■ **WHAT YOU SHOULD DO**
Reproduce word for word the stretch of entries from the line containing "Neural radiology workstation: highlight the shoreline" through the line containing "[4,25,506,280]".

■ **ENTRIES SHOWN**

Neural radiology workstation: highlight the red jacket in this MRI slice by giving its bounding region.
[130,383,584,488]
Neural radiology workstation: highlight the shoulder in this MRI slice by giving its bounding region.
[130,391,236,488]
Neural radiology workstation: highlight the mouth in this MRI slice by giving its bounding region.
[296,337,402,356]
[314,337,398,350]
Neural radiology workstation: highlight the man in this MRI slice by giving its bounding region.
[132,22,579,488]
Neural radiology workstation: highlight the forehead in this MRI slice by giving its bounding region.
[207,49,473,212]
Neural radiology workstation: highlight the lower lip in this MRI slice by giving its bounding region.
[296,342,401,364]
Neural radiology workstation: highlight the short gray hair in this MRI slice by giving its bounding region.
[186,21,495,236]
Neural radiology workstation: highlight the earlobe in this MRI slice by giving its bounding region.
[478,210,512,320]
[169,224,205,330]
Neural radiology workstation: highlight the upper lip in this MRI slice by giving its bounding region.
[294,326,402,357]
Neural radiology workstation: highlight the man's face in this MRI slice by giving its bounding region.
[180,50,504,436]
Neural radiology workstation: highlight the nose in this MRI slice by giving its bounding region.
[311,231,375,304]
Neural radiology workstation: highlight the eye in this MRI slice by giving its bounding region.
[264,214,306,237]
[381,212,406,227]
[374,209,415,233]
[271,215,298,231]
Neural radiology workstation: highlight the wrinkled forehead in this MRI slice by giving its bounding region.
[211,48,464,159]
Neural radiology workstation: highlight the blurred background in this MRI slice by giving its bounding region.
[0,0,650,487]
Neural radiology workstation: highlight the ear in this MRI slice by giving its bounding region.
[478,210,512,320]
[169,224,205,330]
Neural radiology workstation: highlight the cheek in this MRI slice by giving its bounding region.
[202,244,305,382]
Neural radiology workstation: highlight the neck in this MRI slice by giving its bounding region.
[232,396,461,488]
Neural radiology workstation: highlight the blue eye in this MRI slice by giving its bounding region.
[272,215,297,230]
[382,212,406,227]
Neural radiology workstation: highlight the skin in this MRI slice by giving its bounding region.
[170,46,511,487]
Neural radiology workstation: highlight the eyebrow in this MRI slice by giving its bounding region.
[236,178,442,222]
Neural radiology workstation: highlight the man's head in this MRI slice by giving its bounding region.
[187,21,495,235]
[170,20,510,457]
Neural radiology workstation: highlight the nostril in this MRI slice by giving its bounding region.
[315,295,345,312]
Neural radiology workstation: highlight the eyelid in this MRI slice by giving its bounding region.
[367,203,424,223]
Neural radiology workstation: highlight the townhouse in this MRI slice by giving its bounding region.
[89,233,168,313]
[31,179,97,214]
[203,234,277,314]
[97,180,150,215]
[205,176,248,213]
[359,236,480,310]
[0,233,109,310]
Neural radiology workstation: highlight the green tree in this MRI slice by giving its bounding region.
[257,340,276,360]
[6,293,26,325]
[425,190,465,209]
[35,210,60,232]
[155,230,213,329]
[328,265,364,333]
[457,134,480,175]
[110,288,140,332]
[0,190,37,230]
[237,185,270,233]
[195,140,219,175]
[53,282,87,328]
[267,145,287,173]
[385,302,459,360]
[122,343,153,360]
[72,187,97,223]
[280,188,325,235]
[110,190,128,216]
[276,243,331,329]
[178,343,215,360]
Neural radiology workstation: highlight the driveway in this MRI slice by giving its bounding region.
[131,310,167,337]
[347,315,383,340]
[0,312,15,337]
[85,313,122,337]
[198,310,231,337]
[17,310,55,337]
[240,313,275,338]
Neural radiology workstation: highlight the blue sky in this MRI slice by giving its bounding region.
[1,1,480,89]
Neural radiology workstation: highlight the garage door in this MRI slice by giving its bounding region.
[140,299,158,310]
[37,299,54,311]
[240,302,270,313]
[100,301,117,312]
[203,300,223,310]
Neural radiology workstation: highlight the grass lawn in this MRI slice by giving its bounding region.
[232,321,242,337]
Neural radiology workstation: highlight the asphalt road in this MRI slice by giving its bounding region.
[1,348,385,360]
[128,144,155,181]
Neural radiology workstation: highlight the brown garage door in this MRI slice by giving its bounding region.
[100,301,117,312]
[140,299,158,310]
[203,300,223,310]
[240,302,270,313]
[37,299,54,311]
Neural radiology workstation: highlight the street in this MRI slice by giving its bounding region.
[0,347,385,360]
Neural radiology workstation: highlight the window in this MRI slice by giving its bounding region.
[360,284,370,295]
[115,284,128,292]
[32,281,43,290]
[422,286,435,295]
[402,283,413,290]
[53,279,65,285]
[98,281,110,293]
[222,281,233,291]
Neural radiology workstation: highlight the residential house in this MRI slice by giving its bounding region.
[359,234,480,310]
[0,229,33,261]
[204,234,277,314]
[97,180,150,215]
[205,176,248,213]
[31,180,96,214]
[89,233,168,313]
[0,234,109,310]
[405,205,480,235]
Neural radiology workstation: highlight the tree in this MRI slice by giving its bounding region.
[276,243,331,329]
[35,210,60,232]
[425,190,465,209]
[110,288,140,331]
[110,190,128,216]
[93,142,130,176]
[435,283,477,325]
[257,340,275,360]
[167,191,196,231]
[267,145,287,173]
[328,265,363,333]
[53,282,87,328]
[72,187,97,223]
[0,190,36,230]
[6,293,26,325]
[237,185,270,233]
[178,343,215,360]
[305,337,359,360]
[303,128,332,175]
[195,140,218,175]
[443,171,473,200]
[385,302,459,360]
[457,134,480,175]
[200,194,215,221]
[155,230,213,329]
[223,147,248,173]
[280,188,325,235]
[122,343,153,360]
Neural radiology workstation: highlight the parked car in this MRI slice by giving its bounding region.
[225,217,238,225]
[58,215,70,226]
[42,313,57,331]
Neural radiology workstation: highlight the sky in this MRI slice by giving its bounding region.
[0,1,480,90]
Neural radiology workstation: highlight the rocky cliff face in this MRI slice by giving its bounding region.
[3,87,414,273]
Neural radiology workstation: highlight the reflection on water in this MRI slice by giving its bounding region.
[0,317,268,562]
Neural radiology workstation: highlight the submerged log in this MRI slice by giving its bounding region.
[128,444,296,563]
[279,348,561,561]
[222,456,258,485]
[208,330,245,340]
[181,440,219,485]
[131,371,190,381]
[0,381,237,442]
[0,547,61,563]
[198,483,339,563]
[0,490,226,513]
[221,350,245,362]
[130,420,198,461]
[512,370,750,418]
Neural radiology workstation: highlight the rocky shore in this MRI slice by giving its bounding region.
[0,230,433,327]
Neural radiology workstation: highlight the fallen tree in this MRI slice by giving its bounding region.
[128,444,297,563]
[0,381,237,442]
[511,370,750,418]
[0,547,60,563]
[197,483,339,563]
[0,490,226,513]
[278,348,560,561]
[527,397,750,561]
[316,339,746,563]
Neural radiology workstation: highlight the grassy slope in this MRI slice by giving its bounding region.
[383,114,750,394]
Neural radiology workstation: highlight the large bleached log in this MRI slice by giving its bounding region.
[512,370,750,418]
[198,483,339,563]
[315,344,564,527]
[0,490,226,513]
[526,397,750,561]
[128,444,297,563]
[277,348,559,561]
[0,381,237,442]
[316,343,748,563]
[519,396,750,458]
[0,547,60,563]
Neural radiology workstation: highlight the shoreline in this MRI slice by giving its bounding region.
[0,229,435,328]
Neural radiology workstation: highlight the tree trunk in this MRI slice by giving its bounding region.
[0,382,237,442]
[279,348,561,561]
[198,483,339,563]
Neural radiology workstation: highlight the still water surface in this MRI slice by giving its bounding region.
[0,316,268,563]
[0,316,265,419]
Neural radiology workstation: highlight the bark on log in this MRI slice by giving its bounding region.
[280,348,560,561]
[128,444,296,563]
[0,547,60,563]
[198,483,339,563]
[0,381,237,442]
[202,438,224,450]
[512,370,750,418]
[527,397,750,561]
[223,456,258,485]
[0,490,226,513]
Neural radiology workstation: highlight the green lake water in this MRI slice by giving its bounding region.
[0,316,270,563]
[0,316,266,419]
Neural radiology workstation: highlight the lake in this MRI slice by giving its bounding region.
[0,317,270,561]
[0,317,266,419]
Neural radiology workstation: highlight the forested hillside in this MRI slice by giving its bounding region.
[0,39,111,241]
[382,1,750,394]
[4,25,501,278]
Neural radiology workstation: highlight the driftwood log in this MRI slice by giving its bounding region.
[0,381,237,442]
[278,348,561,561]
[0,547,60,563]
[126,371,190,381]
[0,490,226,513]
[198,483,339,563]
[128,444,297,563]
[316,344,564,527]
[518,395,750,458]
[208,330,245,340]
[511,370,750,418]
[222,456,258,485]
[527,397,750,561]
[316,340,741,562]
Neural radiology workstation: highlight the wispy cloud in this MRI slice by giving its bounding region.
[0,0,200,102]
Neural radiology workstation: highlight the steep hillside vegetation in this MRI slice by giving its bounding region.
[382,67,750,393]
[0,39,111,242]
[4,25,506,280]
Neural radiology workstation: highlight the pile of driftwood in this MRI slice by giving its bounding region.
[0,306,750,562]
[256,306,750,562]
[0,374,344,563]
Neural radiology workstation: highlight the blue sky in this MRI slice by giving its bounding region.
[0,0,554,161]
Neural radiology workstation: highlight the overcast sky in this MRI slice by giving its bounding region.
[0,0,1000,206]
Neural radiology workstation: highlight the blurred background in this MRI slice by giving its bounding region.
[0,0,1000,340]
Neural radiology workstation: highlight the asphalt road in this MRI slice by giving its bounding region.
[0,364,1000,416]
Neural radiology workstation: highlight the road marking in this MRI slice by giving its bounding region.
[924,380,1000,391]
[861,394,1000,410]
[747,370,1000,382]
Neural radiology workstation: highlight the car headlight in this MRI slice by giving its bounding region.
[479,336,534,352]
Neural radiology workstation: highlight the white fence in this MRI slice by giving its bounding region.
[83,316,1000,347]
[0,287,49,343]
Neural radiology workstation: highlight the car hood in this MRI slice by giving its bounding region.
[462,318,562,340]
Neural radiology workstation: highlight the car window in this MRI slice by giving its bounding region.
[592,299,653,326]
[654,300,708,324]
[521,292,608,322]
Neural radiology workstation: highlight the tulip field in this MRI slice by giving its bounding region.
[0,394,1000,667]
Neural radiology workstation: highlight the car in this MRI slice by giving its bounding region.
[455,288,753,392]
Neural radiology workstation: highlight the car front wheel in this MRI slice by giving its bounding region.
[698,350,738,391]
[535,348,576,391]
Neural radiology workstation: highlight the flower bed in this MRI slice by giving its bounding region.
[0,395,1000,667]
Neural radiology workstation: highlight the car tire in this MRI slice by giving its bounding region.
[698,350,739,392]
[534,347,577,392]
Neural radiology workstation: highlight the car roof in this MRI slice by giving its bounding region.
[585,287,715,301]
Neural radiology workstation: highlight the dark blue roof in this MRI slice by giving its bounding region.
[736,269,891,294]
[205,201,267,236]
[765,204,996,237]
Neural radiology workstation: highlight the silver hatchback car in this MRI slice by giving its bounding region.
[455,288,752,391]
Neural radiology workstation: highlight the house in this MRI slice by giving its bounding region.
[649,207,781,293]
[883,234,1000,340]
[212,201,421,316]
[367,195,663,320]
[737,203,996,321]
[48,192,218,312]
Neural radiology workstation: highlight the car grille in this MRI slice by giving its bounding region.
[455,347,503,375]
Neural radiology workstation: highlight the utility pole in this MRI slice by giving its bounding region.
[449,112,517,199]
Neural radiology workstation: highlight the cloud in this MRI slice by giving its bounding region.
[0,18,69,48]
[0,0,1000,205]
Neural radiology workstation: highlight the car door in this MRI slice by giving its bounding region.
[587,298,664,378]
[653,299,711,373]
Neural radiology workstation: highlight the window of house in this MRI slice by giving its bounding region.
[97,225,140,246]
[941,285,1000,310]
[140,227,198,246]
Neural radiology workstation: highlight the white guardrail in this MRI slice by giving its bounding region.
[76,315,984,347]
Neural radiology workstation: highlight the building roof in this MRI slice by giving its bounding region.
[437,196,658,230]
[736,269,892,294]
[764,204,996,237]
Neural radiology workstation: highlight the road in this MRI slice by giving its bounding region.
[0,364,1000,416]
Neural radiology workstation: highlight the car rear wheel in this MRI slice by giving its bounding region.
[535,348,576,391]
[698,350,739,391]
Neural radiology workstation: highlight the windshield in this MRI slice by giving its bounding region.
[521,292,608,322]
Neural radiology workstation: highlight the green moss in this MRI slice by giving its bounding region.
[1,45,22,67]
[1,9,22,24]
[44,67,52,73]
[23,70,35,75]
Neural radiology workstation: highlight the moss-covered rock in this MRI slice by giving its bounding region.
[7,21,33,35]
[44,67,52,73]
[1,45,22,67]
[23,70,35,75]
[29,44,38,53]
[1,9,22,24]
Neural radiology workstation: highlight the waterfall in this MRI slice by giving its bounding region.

■ **EXERCISE OUTPUT**
Neural radiology workstation: highlight the shoreline in this MRI slice by giving its bounding region.
[0,229,435,328]
Neural radiology workstation: highlight the tree trunk in this MRI slice by giving its bounding region.
[0,382,237,442]
[279,348,561,561]
[198,483,339,563]
Neural radiology workstation: highlight the still water surface in this MRI slice by giving its bounding region.
[0,316,268,563]
[0,316,265,419]
Neural radiology workstation: highlight the bark on log in this MRI slice by giving its bounding region.
[280,348,560,561]
[128,444,296,563]
[0,547,60,563]
[198,483,339,563]
[0,381,237,442]
[202,438,224,450]
[512,370,750,418]
[527,397,750,561]
[223,456,258,485]
[0,490,226,513]
Neural radiology workstation: highlight the green lake water in this MRI slice by giving its bounding region.
[0,316,270,563]
[0,316,266,419]
Neural radiology workstation: highlight the lake in this MRI slice by giving its bounding region.
[0,317,270,561]
[0,317,266,419]
Neural radiology workstation: highlight the forested hillside in this MRI slice by giving its bounding region.
[0,39,111,241]
[382,1,750,394]
[4,25,501,278]
Neural radiology workstation: highlight the driftwood log in this MRI slice by giving its bounding region.
[0,381,237,442]
[278,348,561,561]
[0,547,60,563]
[126,371,190,381]
[0,490,226,513]
[198,483,339,563]
[128,444,297,563]
[316,344,564,527]
[518,395,750,458]
[208,330,245,340]
[511,370,750,418]
[222,456,258,485]
[527,397,750,561]
[316,340,741,562]
Neural radiology workstation: highlight the wispy cloud in this MRI slice by giving its bounding region.
[0,0,200,102]
Neural radiology workstation: highlight the steep hillside vegetation in this MRI slice by giving its bounding region.
[382,67,750,393]
[0,39,111,242]
[4,25,506,280]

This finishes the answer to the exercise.